#### Try it:
The answer should match the records character for character.

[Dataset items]
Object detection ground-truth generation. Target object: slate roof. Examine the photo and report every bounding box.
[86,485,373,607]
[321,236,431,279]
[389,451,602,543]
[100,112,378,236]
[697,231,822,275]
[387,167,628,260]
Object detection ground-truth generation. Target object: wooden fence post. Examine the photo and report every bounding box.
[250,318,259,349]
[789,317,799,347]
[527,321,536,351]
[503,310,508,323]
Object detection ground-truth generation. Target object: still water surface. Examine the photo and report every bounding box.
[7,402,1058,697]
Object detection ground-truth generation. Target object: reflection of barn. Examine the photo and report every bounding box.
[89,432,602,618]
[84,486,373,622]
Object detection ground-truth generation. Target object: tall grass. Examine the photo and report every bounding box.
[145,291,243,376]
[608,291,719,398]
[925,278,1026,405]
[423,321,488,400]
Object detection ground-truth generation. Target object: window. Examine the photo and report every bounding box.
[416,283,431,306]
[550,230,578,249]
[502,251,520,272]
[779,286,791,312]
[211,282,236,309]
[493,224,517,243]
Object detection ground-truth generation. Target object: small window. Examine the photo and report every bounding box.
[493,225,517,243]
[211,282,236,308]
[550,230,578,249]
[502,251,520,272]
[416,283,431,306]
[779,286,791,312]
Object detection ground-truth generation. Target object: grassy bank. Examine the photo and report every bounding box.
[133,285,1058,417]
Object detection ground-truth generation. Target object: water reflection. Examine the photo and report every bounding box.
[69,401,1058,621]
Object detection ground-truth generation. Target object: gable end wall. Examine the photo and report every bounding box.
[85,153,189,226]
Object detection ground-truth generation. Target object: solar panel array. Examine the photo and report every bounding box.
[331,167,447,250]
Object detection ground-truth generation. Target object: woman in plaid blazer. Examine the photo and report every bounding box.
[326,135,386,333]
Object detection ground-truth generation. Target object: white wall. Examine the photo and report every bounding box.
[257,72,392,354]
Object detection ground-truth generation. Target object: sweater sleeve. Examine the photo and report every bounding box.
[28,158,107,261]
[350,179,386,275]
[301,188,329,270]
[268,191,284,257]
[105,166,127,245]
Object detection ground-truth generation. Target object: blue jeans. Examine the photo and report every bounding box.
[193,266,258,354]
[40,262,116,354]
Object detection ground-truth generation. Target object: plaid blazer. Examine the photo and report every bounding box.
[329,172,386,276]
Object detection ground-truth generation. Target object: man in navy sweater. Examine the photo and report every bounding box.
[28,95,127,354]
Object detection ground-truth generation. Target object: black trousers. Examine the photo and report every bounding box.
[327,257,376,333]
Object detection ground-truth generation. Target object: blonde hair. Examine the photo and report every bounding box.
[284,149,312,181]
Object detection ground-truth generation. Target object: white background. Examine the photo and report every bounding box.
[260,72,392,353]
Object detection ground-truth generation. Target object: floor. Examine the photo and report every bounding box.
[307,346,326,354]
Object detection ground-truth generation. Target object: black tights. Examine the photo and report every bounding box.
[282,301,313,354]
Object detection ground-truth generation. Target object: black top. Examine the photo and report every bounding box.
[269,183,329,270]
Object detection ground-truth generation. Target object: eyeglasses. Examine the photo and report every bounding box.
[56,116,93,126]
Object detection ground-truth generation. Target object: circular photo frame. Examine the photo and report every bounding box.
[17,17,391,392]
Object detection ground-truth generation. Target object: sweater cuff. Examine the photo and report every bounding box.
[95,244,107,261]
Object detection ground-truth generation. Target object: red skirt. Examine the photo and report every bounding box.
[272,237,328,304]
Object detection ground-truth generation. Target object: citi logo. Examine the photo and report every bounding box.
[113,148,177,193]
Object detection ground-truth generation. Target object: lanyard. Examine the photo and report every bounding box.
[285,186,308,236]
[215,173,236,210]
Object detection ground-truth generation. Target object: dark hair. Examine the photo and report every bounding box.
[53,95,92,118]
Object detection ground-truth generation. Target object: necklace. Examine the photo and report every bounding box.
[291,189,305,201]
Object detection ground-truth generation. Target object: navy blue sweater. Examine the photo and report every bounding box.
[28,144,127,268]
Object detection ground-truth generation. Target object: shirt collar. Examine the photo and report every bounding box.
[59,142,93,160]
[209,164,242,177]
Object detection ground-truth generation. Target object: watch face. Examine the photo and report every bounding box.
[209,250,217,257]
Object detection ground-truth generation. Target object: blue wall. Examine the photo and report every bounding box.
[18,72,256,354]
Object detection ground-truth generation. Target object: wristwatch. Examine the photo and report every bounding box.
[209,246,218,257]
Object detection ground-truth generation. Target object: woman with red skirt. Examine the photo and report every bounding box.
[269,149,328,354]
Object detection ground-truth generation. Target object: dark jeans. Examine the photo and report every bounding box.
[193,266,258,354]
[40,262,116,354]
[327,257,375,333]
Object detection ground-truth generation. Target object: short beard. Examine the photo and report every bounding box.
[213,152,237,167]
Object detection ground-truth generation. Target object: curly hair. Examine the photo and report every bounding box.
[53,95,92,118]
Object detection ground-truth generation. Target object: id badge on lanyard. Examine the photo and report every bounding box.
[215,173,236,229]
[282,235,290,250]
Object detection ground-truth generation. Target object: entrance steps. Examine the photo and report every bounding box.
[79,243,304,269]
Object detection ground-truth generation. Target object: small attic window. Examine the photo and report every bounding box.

#### Your solution:
Object detection ground-truth generation. Target object: slate roof. Examine the photo and report every bounding box.
[86,485,373,607]
[321,236,431,279]
[389,451,602,543]
[100,112,378,236]
[697,231,822,275]
[387,167,628,260]
Object detection ground-truth generation. Target object: wooden fence post. Examine the photo and report every bounding box.
[250,318,259,349]
[789,317,799,347]
[527,321,536,351]
[503,310,508,323]
Object detection ground-truth generation. Target object: still water surface. Examine the photo and report every bounding box.
[7,402,1058,697]
Object detection ground-truth generation. Target object: reflection of barn. Examine the photo and report every bounding box.
[89,432,602,618]
[84,486,373,622]
Object detection ground-truth generation. Target object: tall grass. Examine the photo and report every bounding box.
[145,291,243,376]
[608,291,719,398]
[925,278,1026,405]
[423,321,488,400]
Object detection ground-truth generation. Target object: window. Examine the photo and report every bounding box.
[416,283,431,306]
[550,230,578,249]
[502,251,520,272]
[779,286,791,312]
[211,282,236,309]
[493,224,517,243]
Object detection ground-truth generation. Target object: small window. Examine the photo and report every bounding box.
[493,225,517,243]
[211,282,236,308]
[550,230,578,249]
[502,251,520,272]
[416,283,431,306]
[779,286,791,312]
Object detection ground-truth generation. Target object: grassy bank. Examine the photo and report every bounding box.
[133,285,1058,417]
Object detection ground-truth generation. Target object: water reflection. Examine the photo and report every bounding box.
[69,401,1058,621]
Object detection ground-truth generation. Target object: gable end wall. Examine the photo and report every bounding box.
[85,153,189,226]
Object detection ground-truth generation. Target object: solar panel array. Examine the photo and report every bounding box.
[331,167,447,250]
Object detection ground-truth generation. Target object: woman in plaid blazer. Examine the photo and report every bounding box.
[326,135,386,333]
Object detection ground-truth generation. Target object: white wall. Examine the photo and report every bounding box.
[257,72,392,354]
Object detection ground-truth generation. Target object: sweater sleeve. Examine the photo and report every bounding box.
[28,158,107,261]
[350,179,386,275]
[301,188,329,270]
[268,191,284,257]
[105,166,127,245]
Object detection ground-truth generation. Target object: blue jeans. Examine the photo and report every bounding box.
[193,266,258,354]
[40,262,116,354]
Object detection ground-truth generation. Target object: plaid blazer. Examine the photo and report every bounding box.
[329,172,386,276]
Object detection ground-truth generation. Target object: man in navy sweater. Examine the photo and report every bounding box.
[28,95,127,354]
Object detection ground-truth generation. Target object: black trousers. Examine the photo and report every bounding box.
[327,257,376,333]
Object detection ground-truth generation. Target object: blonde hair. Examine the photo and report every bounding box.
[284,149,312,181]
Object detection ground-truth generation. Target object: white background. Examine the photo and report every bounding box.
[260,72,392,353]
Object detection ground-truth generation. Target object: floor. Examine the photo and report every bounding box.
[307,346,326,354]
Object detection ground-truth generation. Target object: black tights. Examine the photo and report every bounding box.
[282,301,313,354]
Object detection ground-truth generation. Target object: black top. Examine the photo and report every bounding box.
[269,183,329,270]
Object detection ground-truth generation. Target object: eyeglasses. Examine the photo and report every bounding box.
[56,116,93,126]
Object detection ground-truth generation. Target object: circular photo frame. Examine the photo and report every bounding box.
[17,17,391,392]
Object detection ground-truth generation. Target object: sweater cuff. Examine the photo and report every bounding box.
[95,244,107,261]
Object detection ground-truth generation. Target object: red skirt. Examine the photo and report every bounding box.
[272,237,328,304]
Object detection ground-truth generation. Target object: citi logo. Examine the photo and report every bounding box.
[113,148,177,193]
Object detection ground-truth generation. Target object: lanyard. Examine the photo and report every bounding box.
[285,186,308,236]
[215,173,236,210]
Object detection ground-truth generation. Target object: dark hair. Examine the photo and report every bounding box.
[53,95,92,118]
Object detection ground-truth generation. Target object: necklace. Examine the photo and report every bounding box.
[291,189,305,201]
Object detection ground-truth generation. Target object: navy blue sweater. Examine the photo and report every bounding box.
[28,144,127,268]
Object detection ground-truth generation. Target object: shirt collar. Examine the photo and report every bounding box.
[59,142,93,160]
[209,164,242,177]
Object detection ground-truth generation. Target object: watch face. Examine the photo and report every bounding box.
[209,250,217,257]
Object detection ground-truth generation. Target object: blue wall. Examine the photo and report every bounding box.
[18,72,256,354]
Object detection ground-truth generation. Target object: wristwatch. Examine the photo and report every bounding box.
[209,246,218,257]
Object detection ground-truth generation. Target object: woman with red skirt. Examine the photo and report every bounding box.
[269,149,328,354]
Object detection ground-truth generation. Target object: dark jeans. Examine the photo and report every bounding box.
[193,266,258,354]
[40,262,116,354]
[327,257,375,333]
Object detection ground-truth generation. Target object: short beard. Examine the photo and report every bounding box.
[213,152,237,167]
Object detection ground-truth generation. Target object: curly hair. Examine the photo and report every bounding box.
[53,95,92,118]
Object detection ground-truth generation. Target object: id badge on lanyard. Examine the photo and report every bounding box.
[215,173,236,229]
[282,235,290,250]
Object detection ground-truth generation. Target object: entrance steps. Examine the photo and report every bounding box.
[79,243,304,269]
Object detection ground-truth generation. Target object: small attic window. Examine the photo and report every bounding box.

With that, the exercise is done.